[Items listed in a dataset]
►
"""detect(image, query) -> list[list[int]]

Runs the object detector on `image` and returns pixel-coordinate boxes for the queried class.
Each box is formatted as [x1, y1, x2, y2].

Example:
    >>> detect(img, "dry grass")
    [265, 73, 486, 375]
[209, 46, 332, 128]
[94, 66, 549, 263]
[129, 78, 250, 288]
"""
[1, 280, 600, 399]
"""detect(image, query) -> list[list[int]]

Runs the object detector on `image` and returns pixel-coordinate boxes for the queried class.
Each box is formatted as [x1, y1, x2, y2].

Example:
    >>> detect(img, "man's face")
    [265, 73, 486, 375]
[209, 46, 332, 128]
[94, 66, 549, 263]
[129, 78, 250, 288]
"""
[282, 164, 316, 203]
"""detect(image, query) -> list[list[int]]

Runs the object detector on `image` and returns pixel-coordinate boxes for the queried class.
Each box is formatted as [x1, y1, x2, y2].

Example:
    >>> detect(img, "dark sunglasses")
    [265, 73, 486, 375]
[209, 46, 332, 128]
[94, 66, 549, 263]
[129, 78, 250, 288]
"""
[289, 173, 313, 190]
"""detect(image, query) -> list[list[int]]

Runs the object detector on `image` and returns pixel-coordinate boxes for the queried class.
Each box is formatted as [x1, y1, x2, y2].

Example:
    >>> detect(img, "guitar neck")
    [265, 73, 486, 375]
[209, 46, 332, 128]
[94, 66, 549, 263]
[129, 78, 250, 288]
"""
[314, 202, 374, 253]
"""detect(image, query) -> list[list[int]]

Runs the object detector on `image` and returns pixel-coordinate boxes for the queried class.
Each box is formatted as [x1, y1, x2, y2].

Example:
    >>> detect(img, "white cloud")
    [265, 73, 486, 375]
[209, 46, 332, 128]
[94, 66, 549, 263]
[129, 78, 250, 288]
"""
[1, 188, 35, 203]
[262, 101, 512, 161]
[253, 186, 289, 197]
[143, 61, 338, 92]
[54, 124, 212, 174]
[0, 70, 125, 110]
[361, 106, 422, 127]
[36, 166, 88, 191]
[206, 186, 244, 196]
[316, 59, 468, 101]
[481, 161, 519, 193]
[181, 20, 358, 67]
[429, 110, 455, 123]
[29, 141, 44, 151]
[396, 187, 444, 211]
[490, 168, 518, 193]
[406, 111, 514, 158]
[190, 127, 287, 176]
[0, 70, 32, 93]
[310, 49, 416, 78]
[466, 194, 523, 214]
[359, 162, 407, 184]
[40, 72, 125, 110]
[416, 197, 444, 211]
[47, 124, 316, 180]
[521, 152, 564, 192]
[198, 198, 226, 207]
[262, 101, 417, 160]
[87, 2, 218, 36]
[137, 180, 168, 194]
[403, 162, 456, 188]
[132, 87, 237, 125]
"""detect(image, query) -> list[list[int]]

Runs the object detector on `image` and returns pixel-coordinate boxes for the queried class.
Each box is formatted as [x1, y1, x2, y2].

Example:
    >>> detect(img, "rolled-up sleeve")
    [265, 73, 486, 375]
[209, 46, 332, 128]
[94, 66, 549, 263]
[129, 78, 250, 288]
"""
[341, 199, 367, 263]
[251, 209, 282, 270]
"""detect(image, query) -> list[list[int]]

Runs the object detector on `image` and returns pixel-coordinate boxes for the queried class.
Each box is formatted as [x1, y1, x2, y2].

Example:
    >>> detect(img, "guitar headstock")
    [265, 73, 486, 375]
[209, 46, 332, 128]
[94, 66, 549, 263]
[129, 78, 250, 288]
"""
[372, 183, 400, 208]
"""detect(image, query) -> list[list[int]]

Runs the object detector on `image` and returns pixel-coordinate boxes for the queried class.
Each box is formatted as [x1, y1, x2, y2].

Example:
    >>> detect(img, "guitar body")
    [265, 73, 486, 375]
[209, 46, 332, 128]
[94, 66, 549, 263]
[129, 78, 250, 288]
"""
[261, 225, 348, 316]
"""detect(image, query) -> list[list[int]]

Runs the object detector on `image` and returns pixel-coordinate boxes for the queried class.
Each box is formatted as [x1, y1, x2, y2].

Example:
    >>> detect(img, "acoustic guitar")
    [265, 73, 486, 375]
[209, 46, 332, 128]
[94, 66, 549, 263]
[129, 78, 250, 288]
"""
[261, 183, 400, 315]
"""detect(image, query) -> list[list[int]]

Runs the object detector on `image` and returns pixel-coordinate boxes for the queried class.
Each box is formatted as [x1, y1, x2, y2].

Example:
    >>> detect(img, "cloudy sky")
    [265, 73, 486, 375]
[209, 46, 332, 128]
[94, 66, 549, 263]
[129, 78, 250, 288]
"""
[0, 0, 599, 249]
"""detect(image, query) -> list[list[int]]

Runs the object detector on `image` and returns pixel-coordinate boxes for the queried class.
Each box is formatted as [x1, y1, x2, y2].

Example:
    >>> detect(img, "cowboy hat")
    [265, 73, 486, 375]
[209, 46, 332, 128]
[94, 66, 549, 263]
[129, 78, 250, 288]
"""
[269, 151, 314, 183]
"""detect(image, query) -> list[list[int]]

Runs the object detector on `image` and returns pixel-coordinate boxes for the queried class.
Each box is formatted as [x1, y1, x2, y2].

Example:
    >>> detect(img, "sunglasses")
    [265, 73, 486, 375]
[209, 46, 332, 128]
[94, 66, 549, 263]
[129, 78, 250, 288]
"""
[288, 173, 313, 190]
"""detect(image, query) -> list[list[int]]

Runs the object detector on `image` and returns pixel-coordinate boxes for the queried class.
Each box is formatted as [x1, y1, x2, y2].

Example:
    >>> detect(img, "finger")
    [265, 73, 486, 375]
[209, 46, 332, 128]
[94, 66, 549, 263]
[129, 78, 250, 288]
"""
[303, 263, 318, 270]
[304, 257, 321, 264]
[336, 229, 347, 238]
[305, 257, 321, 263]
◄
►
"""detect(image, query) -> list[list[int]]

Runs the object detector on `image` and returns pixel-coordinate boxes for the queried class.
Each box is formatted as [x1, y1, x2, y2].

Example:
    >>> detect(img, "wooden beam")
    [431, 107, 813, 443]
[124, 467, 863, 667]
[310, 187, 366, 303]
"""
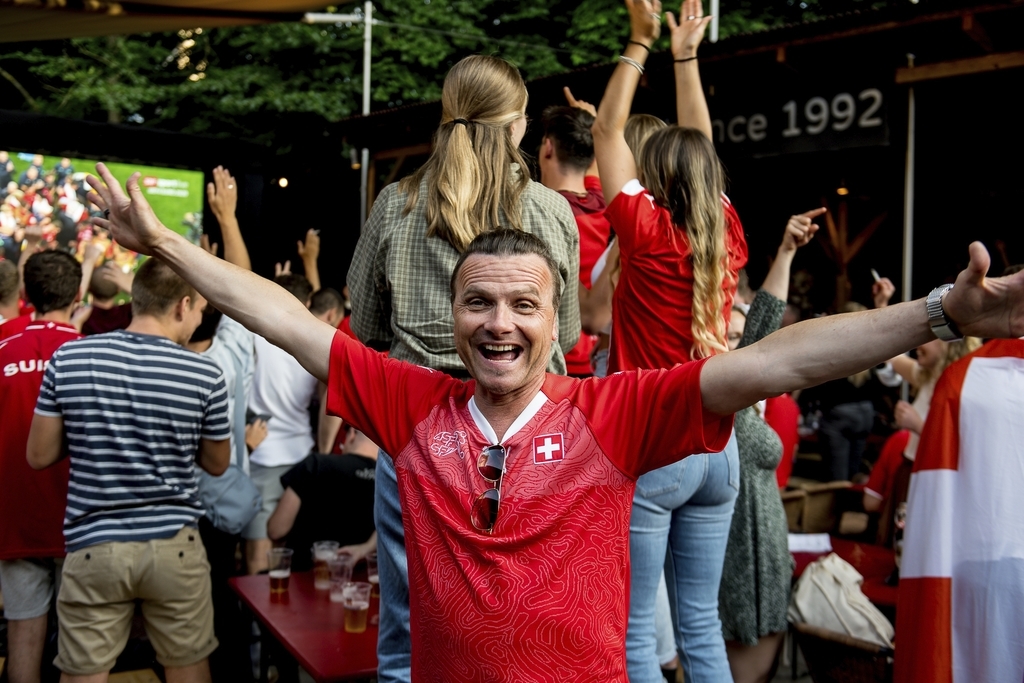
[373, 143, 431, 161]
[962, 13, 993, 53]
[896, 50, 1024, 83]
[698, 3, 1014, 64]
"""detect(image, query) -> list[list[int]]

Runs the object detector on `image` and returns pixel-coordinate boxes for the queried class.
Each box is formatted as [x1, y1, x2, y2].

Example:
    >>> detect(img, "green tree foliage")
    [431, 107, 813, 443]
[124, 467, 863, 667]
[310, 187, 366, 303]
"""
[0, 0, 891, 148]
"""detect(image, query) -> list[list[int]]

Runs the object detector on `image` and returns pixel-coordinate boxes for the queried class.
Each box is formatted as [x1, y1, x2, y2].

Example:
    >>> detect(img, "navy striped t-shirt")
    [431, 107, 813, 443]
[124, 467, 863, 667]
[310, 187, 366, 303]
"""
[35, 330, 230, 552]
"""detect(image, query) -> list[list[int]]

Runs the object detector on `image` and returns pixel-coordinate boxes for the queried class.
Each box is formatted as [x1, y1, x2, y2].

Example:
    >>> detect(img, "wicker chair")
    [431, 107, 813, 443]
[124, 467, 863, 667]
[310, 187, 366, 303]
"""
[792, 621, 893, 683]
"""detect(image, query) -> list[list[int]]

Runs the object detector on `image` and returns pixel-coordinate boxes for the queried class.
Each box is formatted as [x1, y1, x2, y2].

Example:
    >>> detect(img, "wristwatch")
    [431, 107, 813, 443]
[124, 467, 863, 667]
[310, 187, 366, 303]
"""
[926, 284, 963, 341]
◄
Description of the task -> Each line above that carries the string "sunglasses" has to be returned.

Answer space ->
    >>> detect(img, "dark sunglasses")
    >>> detect(img, "sunglasses")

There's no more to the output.